### [Instructions for the task]
Copy the rows below verbatim, starting with the line that contains "Given the image above, locate the shrub" and continuing through the last row.

### [Entries provided]
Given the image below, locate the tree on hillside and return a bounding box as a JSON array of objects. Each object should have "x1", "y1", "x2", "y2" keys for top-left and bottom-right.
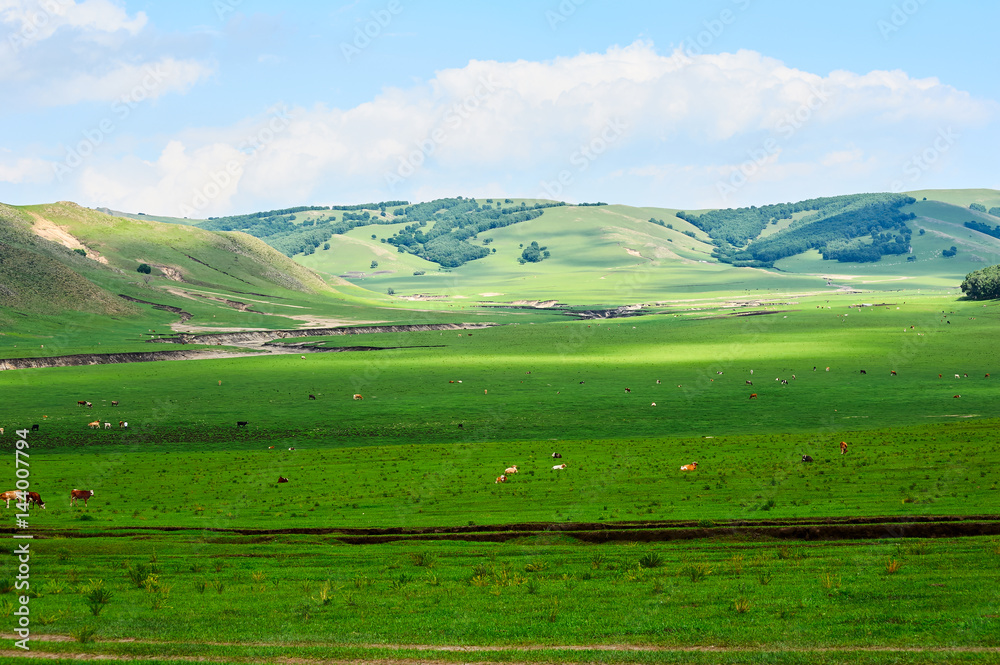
[{"x1": 962, "y1": 265, "x2": 1000, "y2": 300}]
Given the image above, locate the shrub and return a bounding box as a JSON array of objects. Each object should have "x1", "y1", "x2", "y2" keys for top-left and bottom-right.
[
  {"x1": 684, "y1": 563, "x2": 712, "y2": 582},
  {"x1": 639, "y1": 552, "x2": 663, "y2": 568}
]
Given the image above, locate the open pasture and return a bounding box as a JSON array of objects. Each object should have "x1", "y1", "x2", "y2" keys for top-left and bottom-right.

### [Result of the exercise]
Given the image above, locate the shrub and return a bounding box as a JSON array of objects. Each object should have "x1", "y1", "x2", "y2" keys for top-left and bottom-right.
[
  {"x1": 684, "y1": 563, "x2": 712, "y2": 582},
  {"x1": 639, "y1": 552, "x2": 663, "y2": 568}
]
Given the image above, locate the open pasture and return a bounding box as a JSON array of objects. Each object should have "x1", "y1", "x2", "y2" keys for top-left and bottom-right.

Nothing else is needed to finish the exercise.